+++ Material for this task +++

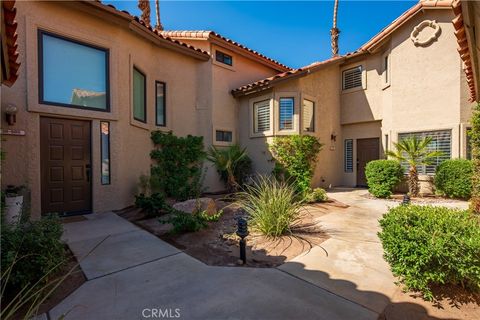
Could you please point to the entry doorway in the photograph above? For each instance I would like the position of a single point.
(367, 150)
(65, 161)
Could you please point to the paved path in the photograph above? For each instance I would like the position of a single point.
(130, 272)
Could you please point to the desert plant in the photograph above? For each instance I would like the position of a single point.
(40, 242)
(151, 205)
(178, 164)
(232, 163)
(382, 176)
(428, 245)
(296, 157)
(316, 195)
(415, 152)
(273, 206)
(453, 178)
(475, 144)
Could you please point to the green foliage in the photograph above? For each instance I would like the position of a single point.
(316, 195)
(34, 248)
(382, 176)
(453, 178)
(475, 144)
(232, 163)
(273, 206)
(415, 152)
(178, 164)
(296, 157)
(428, 245)
(153, 205)
(186, 222)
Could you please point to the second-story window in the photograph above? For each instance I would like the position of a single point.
(286, 106)
(139, 96)
(223, 58)
(352, 78)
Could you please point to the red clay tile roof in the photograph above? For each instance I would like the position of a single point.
(9, 13)
(129, 17)
(201, 34)
(463, 49)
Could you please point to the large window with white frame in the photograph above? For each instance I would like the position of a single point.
(72, 73)
(441, 141)
(352, 78)
(308, 116)
(285, 113)
(261, 116)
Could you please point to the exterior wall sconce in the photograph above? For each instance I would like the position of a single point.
(11, 114)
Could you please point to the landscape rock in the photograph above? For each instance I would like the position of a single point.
(201, 204)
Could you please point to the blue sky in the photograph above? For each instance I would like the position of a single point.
(295, 33)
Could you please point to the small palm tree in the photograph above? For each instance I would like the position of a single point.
(415, 152)
(232, 163)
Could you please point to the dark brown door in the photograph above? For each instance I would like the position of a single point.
(65, 165)
(367, 150)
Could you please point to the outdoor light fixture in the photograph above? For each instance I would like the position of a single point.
(406, 199)
(242, 232)
(11, 114)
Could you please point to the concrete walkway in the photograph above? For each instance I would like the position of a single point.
(132, 273)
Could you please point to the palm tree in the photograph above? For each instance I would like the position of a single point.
(415, 152)
(232, 163)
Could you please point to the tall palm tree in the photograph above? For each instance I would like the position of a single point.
(415, 152)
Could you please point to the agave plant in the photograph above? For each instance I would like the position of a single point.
(232, 163)
(415, 152)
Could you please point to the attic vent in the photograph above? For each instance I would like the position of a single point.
(352, 78)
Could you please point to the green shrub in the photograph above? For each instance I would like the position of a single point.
(233, 165)
(382, 176)
(453, 178)
(34, 248)
(153, 205)
(316, 195)
(178, 165)
(273, 206)
(428, 245)
(295, 158)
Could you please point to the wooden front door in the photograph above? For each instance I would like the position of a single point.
(65, 166)
(367, 150)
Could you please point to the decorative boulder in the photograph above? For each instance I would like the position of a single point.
(195, 205)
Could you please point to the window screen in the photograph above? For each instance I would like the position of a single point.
(441, 141)
(352, 78)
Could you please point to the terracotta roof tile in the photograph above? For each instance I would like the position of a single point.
(203, 34)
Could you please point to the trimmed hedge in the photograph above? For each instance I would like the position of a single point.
(428, 245)
(382, 176)
(453, 178)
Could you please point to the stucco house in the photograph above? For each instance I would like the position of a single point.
(88, 95)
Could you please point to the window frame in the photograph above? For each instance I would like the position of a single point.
(223, 54)
(144, 95)
(313, 115)
(41, 100)
(164, 104)
(109, 155)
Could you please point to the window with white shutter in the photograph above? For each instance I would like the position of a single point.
(261, 114)
(308, 116)
(441, 141)
(286, 113)
(352, 78)
(348, 156)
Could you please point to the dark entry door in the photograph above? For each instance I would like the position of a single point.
(65, 165)
(367, 150)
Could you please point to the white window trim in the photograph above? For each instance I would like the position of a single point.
(223, 143)
(315, 113)
(251, 116)
(386, 84)
(296, 111)
(364, 77)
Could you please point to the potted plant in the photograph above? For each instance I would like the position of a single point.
(13, 204)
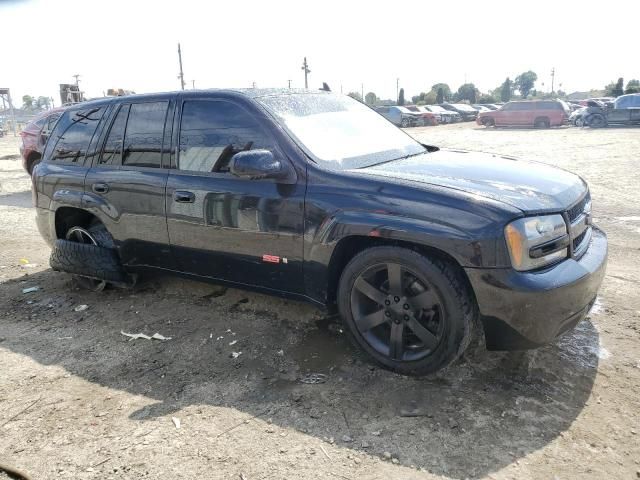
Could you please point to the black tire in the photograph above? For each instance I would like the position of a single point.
(488, 122)
(442, 282)
(541, 123)
(596, 120)
(92, 263)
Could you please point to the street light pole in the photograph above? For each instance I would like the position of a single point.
(305, 67)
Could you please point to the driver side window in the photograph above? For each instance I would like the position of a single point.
(211, 132)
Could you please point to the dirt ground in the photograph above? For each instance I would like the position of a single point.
(79, 400)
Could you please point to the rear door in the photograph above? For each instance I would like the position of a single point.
(247, 231)
(126, 186)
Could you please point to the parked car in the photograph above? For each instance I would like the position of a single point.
(312, 196)
(446, 116)
(34, 136)
(400, 116)
(482, 108)
(624, 111)
(426, 117)
(466, 112)
(532, 113)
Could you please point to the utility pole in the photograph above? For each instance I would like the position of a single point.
(305, 67)
(181, 76)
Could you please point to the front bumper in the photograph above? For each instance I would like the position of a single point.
(522, 310)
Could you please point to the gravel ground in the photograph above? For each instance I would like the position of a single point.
(79, 400)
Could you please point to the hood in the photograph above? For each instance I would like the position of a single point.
(529, 186)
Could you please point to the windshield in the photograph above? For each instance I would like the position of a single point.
(338, 132)
(465, 107)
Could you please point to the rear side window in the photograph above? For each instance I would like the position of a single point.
(72, 135)
(112, 152)
(144, 135)
(212, 132)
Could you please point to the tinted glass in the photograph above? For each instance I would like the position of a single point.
(143, 135)
(73, 134)
(549, 106)
(213, 131)
(112, 152)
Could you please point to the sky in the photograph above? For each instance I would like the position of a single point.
(350, 45)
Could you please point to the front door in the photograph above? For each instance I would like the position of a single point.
(126, 185)
(247, 231)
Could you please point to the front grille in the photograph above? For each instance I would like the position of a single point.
(575, 211)
(578, 240)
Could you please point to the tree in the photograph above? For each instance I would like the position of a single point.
(525, 82)
(446, 91)
(633, 86)
(370, 98)
(27, 102)
(505, 90)
(467, 91)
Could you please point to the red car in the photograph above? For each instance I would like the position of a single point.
(533, 113)
(34, 136)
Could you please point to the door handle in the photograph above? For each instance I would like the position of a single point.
(100, 187)
(182, 196)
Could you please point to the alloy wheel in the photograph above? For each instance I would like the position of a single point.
(397, 312)
(80, 235)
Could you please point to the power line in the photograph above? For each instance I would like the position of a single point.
(181, 76)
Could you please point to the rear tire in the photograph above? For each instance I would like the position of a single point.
(596, 120)
(541, 123)
(410, 313)
(89, 255)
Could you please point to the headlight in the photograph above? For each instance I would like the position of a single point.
(537, 241)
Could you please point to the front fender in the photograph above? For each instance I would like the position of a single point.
(474, 245)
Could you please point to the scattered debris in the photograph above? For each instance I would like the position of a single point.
(325, 452)
(313, 378)
(135, 336)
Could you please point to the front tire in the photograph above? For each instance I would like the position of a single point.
(410, 313)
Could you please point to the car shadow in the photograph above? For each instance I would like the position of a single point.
(17, 199)
(481, 414)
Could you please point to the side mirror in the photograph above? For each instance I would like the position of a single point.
(257, 164)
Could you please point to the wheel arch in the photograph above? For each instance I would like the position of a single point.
(67, 217)
(350, 246)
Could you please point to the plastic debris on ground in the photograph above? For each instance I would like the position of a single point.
(136, 336)
(313, 378)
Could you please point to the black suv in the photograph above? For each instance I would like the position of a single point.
(314, 196)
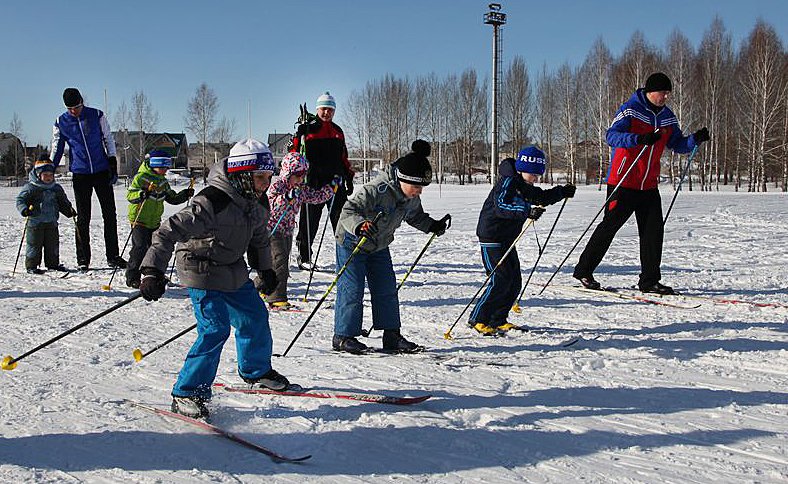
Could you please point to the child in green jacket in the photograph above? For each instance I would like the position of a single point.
(147, 193)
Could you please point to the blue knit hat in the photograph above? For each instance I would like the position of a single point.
(326, 101)
(159, 159)
(531, 160)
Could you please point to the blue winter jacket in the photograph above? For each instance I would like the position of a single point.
(47, 199)
(507, 206)
(635, 117)
(89, 140)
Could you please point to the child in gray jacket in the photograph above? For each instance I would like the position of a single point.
(372, 215)
(41, 201)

+++

→ **Prompt**
Copy out every entry above verbatim. Leave each picture out.

→ **Response to the exercise**
Could you please point to the entry doorway in the photograph above? For each instance I would like the position of a single point.
(367, 150)
(65, 161)
Could you please point to the paved path in the photograph above? For each instance I would like the position of a single point.
(130, 272)
Could you please point to the desert plant in the photograph above? For each instance I would like the position of a single point.
(40, 242)
(151, 205)
(178, 164)
(232, 163)
(382, 176)
(428, 245)
(296, 157)
(316, 195)
(415, 152)
(273, 206)
(453, 178)
(475, 144)
Could you please point to the green foliage in the photograph above? For each instance I would like the position of a single point.
(316, 195)
(34, 248)
(382, 176)
(453, 178)
(475, 144)
(232, 163)
(273, 206)
(415, 152)
(178, 164)
(296, 157)
(428, 245)
(153, 205)
(186, 222)
Could you please point to the second-story window in the photograph above? For each instance I would like the position of a single point.
(286, 106)
(139, 96)
(223, 58)
(352, 78)
Could you please point to the red clay tile roof in the photograph above? For each instance I would like the position of a single point.
(9, 13)
(129, 17)
(201, 34)
(463, 49)
Could you please point to the large window with white frame in the photograph above? For each instance I would like the position of a single point.
(72, 73)
(441, 141)
(352, 78)
(308, 116)
(285, 113)
(261, 116)
Could you please point to the exterior wall sconce in the photograph above? For each instance I would like the position of a single point.
(11, 114)
Could you please point to the landscape rock in the photograph above? For each instance I would like the position of a single point.
(201, 204)
Could you please point to the blue sky in the photograph above? For each instance I would like the position of a single point.
(295, 33)
Could you please point to the small palm tree in the photograph above? For each instance I would like the position of a single point.
(415, 152)
(232, 163)
Could you please point to the dark brown door in the photograph above? For each instance I would like the position of a single point.
(65, 165)
(367, 150)
Could you please point to the outdoor light fixture in the photograph above? For each instance I would like the position of a single point.
(406, 199)
(242, 232)
(11, 114)
Could you please point to the concrete walkway in the photograph above? For each instance I would like the position of a single point.
(132, 273)
Could you please point to the palm tree in the photograph above? For each instance I would like the position of a single point.
(415, 152)
(232, 163)
Could you please point to the tall palm tree in the photograph above? For each instance I would like the position of a single point.
(415, 152)
Could you please point to the agave plant in the photograph above? For each instance I would like the position of a single point.
(232, 163)
(415, 152)
Could you please point to the attic vent in the photograph above? For each instance I would like the position of a single point.
(352, 78)
Could you please point to the green shrub in the photograph above? For each instance I would like the position of a single point.
(233, 165)
(382, 176)
(453, 178)
(34, 248)
(153, 205)
(316, 195)
(178, 165)
(273, 206)
(428, 245)
(295, 158)
Could you please point to the wooden front door in the photograph above? For each instance I would like the position of a single point.
(65, 166)
(367, 150)
Could you please point to the decorative boulder in the photograph above? For each instance I would like the position of a single point.
(195, 205)
Could you please point to the window screen in the photograph above? For each instance I would like the position of a single point.
(441, 141)
(352, 78)
Could you please point to the terracotta roof tile in the photograph above? For each instance I would like the position of a single point.
(203, 34)
Could you please point to the trimmed hedge in the photograph above? For each instance I would like the position of a single point.
(428, 245)
(382, 176)
(453, 178)
Could you please point to the stucco house in the photograph above? For each instance I would like the position of a single point.
(88, 95)
Could you please point to the window frame in the photograph above? For each instance I would like the position of a single point.
(223, 54)
(144, 95)
(313, 115)
(41, 100)
(164, 104)
(109, 155)
Could you please point to the window with white shutter in the photograph above? For each instance I would like the position of a single point.
(261, 114)
(308, 116)
(441, 141)
(286, 113)
(352, 78)
(348, 156)
Could you please point to the dark entry door in the photograph above? For each instance I would like the position of a single point.
(65, 165)
(367, 150)
Could you please point to the white window trim in the photograph above? For each instance I would like the position of a single point.
(223, 143)
(315, 113)
(251, 116)
(386, 84)
(296, 111)
(364, 77)
Could you please point to the potted plant in the photograph above? For each instance I would like the position of a single point.
(13, 204)
Could you please point to the black tire in the photograph above? For each instance I would like the position of a single point.
(488, 122)
(442, 282)
(541, 123)
(596, 120)
(92, 263)
Could you please point to the street light pole in the photograph above? For each instance I would like the position of a single point.
(305, 67)
Could you please point to the driver side window in the photograph above? For each instance I would like the position of a single point.
(211, 132)
Could you please point to the dirt ground in the photograph above? For each instance I would like the position of a single point.
(79, 400)
Could you please point to the rear door in the photograph above? For each instance I would like the position of a single point.
(247, 231)
(126, 186)
Could you please point to the parked car in the photograph above? For each instance I would like the position of a single point.
(312, 196)
(446, 116)
(34, 136)
(400, 116)
(482, 108)
(624, 111)
(426, 117)
(466, 112)
(532, 113)
Could you please point to the utility pole in the photograph above? For each instance I would like the position of a single point.
(305, 67)
(181, 76)
Could you please point to the front bumper in the photograph above? For each instance I would like the position of a single point.
(522, 310)
Could you please point to the gravel ground in the photograph above? For each instance I would like the position of a single point.
(79, 400)
Could you please point to the hood in the photograph above? For each instance I would like the position of a single point.
(529, 186)
Could you please point to the windshield in the photograph above? For each instance I would like the position of a single point.
(338, 132)
(465, 107)
Could you please point to the rear side window in the photograph above? For each instance I would like the position of a single point.
(72, 135)
(112, 152)
(144, 135)
(212, 132)
Could you please point to the tinted glass in the photograph above? For each instance I would like the position of a single point.
(143, 135)
(73, 134)
(549, 106)
(213, 131)
(112, 152)
Could you please point to the sky in the photograph above? For each instance I would like the position of a single point.
(350, 45)
Could you please point to the front door in the photograph above? For each instance I would like the position of a single point.
(126, 185)
(247, 231)
Could you please point to the front grille in the photograph above? For each instance I would like the position of a single point.
(575, 211)
(578, 240)
Could you please point to the tree in the photograph above? For each instance I would like the position of a single point.
(525, 82)
(446, 91)
(633, 86)
(370, 98)
(27, 102)
(505, 90)
(467, 91)
Could you please point to the red car in the photograph above? For each instance I would like the position of a single point.
(533, 113)
(34, 136)
Could you please point to the door handle in the photograph above? For each instance I would like the position of a single point.
(100, 187)
(182, 196)
Could you please point to the alloy wheel in the photograph above? For each instance I would like the position of a single point.
(397, 312)
(80, 235)
Could you please point to the power line in the photograph above? For each instance I would like the position of a single point.
(181, 76)
Could you please point to the rear tire in the photograph above? For each instance I would like the position of a single point.
(596, 120)
(541, 123)
(410, 313)
(89, 255)
Could you please point to the headlight in the photograph above? For each instance I would like the position of a single point.
(537, 241)
Could you please point to the front fender in the photograph above? For each instance I would like the position of a single point.
(474, 245)
Could you please point to the scattered debris in the photograph above? For each instance I would like the position of a single point.
(325, 452)
(313, 378)
(135, 336)
Could you please point to the front tire in the photograph above? For each instance I would like the position of a single point.
(410, 313)
Could you please point to the car shadow in the photograph above? For each instance I would like the position of a single point.
(17, 199)
(481, 414)
Could you please point to the side mirror in the photograph above? For each instance I would like the position of a single point.
(257, 164)
Could you please point to the wheel arch in the photograph above? For each instance I would like the position of a single point.
(67, 217)
(350, 246)
Could you please point to the plastic debris on ground in the photograph above? For each instance I would like the position of a single point.
(136, 336)
(313, 378)
Could you please point to the black suv in the photograph above? For each instance I would like the position of a single point.
(314, 196)
Could you please point to the child in green jacket in the photograph above? For each instance I would like the position of a single point.
(147, 193)
Could you please point to the blue knit hat in the photograph above? For each instance I would like the position of a single point.
(326, 101)
(159, 159)
(531, 160)
Could you please point to the blue winter jacket in the photograph above? For each instance I would like the position of a single point.
(47, 199)
(507, 206)
(635, 117)
(89, 140)
Could you please point to the child in gray jacket in the photograph above? For each instance I would like the position of a single point.
(372, 215)
(41, 201)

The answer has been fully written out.